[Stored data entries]
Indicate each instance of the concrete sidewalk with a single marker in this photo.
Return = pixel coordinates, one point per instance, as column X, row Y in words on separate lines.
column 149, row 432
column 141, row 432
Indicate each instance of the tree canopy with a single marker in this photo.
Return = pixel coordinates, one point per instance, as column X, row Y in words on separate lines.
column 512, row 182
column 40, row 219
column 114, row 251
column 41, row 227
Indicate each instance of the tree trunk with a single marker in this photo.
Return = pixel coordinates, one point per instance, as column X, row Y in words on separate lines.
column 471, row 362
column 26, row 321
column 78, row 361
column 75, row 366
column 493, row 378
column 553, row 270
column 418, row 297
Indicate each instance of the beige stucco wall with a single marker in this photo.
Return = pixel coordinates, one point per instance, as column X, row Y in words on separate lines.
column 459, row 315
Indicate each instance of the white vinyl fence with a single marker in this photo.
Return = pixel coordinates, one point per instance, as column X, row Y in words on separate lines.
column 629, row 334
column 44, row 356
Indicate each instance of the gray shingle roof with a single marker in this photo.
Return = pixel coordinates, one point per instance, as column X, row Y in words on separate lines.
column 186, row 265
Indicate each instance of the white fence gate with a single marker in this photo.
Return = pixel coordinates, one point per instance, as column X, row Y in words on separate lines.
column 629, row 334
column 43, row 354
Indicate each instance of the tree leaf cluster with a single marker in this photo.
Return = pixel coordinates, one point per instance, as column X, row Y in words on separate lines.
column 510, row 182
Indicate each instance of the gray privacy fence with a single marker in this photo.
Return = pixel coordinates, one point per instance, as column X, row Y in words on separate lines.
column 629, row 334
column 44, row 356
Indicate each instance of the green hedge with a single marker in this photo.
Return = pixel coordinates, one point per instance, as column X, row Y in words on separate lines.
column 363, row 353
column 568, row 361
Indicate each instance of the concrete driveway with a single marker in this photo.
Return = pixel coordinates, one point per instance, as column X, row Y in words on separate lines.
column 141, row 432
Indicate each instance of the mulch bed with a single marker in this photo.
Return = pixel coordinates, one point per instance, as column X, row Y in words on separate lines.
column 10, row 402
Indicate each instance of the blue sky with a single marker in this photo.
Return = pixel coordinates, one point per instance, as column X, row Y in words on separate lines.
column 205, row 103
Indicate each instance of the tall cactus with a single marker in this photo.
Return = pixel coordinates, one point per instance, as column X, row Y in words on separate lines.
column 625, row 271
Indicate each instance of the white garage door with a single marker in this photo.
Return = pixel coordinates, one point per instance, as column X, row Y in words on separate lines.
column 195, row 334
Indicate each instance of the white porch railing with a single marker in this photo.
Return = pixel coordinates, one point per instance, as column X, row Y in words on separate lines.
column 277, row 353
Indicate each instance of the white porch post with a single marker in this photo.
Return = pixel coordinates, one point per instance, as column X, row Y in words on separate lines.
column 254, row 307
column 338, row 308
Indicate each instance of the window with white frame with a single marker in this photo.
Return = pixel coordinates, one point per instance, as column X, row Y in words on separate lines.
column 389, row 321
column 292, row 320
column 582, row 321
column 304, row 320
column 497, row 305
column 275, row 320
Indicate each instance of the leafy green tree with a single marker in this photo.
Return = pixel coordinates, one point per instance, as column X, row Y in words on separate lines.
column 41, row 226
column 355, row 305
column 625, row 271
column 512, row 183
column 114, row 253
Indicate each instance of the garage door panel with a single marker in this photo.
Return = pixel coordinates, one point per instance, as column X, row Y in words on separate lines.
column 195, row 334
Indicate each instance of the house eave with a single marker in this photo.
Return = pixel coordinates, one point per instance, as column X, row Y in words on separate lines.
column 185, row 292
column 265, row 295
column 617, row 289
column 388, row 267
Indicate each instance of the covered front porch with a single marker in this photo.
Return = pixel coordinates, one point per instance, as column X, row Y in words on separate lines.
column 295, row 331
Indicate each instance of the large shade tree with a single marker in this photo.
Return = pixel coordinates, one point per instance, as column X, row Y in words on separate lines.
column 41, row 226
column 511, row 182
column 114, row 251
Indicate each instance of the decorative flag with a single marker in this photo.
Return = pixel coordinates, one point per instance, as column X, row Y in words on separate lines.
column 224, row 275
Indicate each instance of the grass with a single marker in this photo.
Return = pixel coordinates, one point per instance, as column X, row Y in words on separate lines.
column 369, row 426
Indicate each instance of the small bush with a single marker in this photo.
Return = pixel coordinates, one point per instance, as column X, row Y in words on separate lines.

REQUIRED WORK
Output the lines of the rows above between the line holding "Indicate each instance of the tree leaf" and the line holding "column 338, row 308", inclusive, unchanged.

ANSWER BELOW
Indicate each instance of the tree leaf cluster with a single marker in this photo.
Return = pixel coordinates, one point per instance, as column X, row Y in words on separate lines.
column 510, row 182
Indicate each instance of the gray privacy fence with a single marker in this photo.
Return = pixel coordinates, one point per instance, as column X, row Y in words on separate lines.
column 629, row 334
column 44, row 356
Indicate each instance of the green hedge with a single marker in this photo.
Return = pixel coordinates, one point per instance, as column X, row Y in words on separate lines.
column 363, row 353
column 568, row 361
Indicate each instance of the concrete driveway with a single marker in this photo.
Return = pixel coordinates, one point per instance, as column X, row Y in words on separate lines.
column 141, row 432
Indicate each instance of the mulch bed with a single marker in this photo.
Return = pixel coordinates, one point per instance, as column X, row Y in words on separate lines.
column 10, row 402
Indicate each instance of the blue sky with a single marker in this photo.
Return = pixel coordinates, one point per instance, as column X, row Y in words on separate lines.
column 205, row 103
Indicate each instance of the tall cactus with a single marker in this photo.
Return = pixel coordinates, one point per instance, as column X, row Y in words on separate lines.
column 625, row 271
Indicate each instance of the white garage door with a single marker in this photo.
Return = pixel coordinates, one point per instance, as column X, row Y in words on separate lines.
column 195, row 334
Indicate each instance of the white porch railing with a single marker in this photo.
Return = pixel coordinates, one point per instance, as column X, row Y in words on separate lines.
column 277, row 353
Indicate each instance of the white porch post with a single marker in this photo.
Return = pixel coordinates, one point per instance, as column X, row Y in words on separate lines.
column 254, row 307
column 338, row 308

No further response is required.